__Material for the task__:
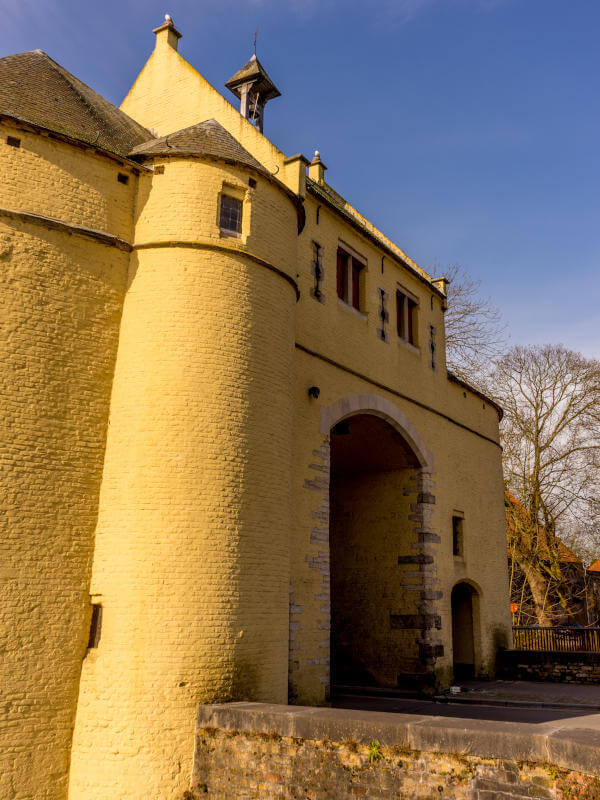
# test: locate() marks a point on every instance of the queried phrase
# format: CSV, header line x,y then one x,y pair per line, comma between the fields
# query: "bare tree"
x,y
475,333
551,439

__Task requirements__: Rewrite these entries with "bare tree" replaced by "leafless tree" and everything else left as it is, and leave the pictures out of your answer.

__Answer to this exercise__:
# test: locate() marks a point on every instance of the queried phrase
# format: CSV, header line x,y then one x,y pair per line, comma between the fields
# query: "leafless tree"
x,y
475,333
551,439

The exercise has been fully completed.